## TASKS TO PERFORM
1. In the winter cycling text, how many sick days do cyclists take compared with their co-workers?
2. From the winter cycling text, copy word for word the part that opens with the words containing "Many people consider" and closes with "behind pro-cycle campaigns.".

## TEXT EXCERPT

========================

The PoP team talk about staying on your bike this winter, and talking to your regional politicians about keeping bike paths clear in wintery conditions.

The clocks have gone back. The mornings will be lighter for a wee while, but evenings are drawing in. It’s coming up to that time of year again where people in the office will look at you sitting down at your desk with your rosy cheeks and bright eyes, and ask sleepily …
“Did you cycle in?!”

Many people consider cycling to be a spring/summer/autumn transport option but for many it’s the only option, and for just as many, it’s the preferred option! Keeping your weight steady through the mince pies and Christmas parties, and getting you to work on time even when the traffic is at a standstill because of the rain/wind/snow/leaves.

This ability to battle through adverse conditions and make it to work on time, and studies showing that cyclists already take half the sick days of co-workers, should mean that businesses, and local councils, are excited about getting behind pro-cycle campaigns.

But one thing that can delay winter cyclists and cause issues, is badly maintained off-road and on-road cycle routes.

========================

## COLLECTED MATERIAL
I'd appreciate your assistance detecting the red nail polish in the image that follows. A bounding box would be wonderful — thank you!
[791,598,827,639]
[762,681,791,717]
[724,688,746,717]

========================

## RESPONSES PER TASK
1. Studies show cyclists take half the sick days of their co-workers.

2.
Many people consider cycling to be a spring/summer/autumn transport option but for many it’s the only option, and for just as many, it’s the preferred option! Keeping your weight steady through the mince pies and Christmas parties, and getting you to work on time even when the traffic is at a standstill because of the rain/wind/snow/leaves.

This ability to battle through adverse conditions and make it to work on time, and studies showing that cyclists already take half the sick days of co-workers, should mean that businesses, and local councils, are excited about getting behind pro-cycle campaigns.